─── Text block ───

On Wednesday, a federal judge in Austin turned down a request to temporarily block a requirement of Texas' controversial new abortion law for clinics in El Paso and McAllen. But the judge is allowing the lawsuit to move forward – and predicts it will ultimately travel all the way to the U.S. Supreme Court.
U.S. District Judge Lee Yeakel says with only two federal judges in the Western District of Texas Court in Austin, time is too tight to consider a temporary block on the requirement in question: that doctors have patient admitting privileges at a hospital within 30 miles of their clinics in El Paso and McAllen. Judge Yeakel said based on a separate ruling by the Fifth U.S. Circuit Court of Appeals that upheld hospital admitting privileges generally, the temporary block would not likely be approved by that higher court.
Plaintiffs in the lawsuit, which include Whole Woman's Health and Reproductive Services, are also asking for a permanent block on another requirement in the state's new rules: that clinics upgrade to ambulatory surgical center standards by Sept. 1, 2014.

─── Information given ───

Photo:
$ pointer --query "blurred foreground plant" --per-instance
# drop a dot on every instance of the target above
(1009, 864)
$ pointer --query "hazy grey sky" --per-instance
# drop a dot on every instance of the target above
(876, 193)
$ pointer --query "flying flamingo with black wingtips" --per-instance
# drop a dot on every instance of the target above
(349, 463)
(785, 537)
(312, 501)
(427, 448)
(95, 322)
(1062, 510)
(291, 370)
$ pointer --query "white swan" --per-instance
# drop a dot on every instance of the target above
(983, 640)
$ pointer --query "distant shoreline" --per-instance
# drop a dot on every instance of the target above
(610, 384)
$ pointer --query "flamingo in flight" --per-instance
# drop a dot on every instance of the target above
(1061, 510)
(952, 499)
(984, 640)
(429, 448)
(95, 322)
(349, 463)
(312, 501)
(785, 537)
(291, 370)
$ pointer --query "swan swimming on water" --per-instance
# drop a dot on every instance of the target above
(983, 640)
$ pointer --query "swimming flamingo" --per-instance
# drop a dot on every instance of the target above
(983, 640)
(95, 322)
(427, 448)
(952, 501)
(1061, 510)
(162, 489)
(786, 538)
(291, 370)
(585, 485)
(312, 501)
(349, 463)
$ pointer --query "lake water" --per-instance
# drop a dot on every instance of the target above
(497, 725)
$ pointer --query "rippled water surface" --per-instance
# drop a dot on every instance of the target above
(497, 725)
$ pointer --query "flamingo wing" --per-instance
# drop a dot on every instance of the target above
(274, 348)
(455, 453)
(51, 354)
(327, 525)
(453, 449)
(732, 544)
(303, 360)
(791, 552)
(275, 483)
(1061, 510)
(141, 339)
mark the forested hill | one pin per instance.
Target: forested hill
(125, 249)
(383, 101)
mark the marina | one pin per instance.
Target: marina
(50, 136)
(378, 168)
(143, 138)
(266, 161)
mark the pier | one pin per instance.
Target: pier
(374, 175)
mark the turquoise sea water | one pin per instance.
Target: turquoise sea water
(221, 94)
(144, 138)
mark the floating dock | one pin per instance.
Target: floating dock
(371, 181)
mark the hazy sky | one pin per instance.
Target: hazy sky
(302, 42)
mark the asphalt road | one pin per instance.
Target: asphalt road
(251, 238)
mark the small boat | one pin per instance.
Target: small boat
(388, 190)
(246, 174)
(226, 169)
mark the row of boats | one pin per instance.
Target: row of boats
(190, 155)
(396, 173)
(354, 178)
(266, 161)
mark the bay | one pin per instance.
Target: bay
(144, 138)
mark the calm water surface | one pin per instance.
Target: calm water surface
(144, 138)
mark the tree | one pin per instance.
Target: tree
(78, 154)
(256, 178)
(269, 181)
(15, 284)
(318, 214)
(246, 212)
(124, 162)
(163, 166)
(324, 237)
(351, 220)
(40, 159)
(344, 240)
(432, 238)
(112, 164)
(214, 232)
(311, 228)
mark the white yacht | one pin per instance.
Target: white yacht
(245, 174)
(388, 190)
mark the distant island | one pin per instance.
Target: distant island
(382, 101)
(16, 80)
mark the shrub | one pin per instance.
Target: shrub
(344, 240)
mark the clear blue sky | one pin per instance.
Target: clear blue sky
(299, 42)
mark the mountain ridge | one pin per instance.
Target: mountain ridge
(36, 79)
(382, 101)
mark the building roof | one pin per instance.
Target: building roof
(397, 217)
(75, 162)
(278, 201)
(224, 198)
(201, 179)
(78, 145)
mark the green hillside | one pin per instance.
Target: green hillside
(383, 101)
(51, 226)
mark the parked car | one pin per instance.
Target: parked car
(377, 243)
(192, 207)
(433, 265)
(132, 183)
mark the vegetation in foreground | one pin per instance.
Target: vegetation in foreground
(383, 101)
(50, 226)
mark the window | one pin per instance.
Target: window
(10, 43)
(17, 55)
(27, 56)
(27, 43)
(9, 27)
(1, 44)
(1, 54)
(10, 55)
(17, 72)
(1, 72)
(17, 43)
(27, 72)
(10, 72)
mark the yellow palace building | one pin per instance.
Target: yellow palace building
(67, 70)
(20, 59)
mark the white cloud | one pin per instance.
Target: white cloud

───

#### [Directions]
A. List every city named in the abortion-law article.
B. Do these statements agree with the abortion-law article? Answer yes or no for each and quote the words that decide it. (i) The judge granted a temporary block of the requirement for clinics in El Paso and McAllen. (ii) Clinics must upgrade to ambulatory surgical center standards by Sept. 1, 2014. (iii) Doctors must have admitting privileges at a hospital within 50 miles of their clinics.

#### [Results]
A. Austin, El Paso, McAllen

B.
(i) No: "turned down a request to temporarily block a requirement of Texas' controversial new abortion law for clinics in El Paso and McAllen"
(ii) Yes: "that clinics upgrade to ambulatory surgical center standards by Sept. 1, 2014"
(iii) No: "that doctors have patient admitting privileges at a hospital within 30 miles of their clinics"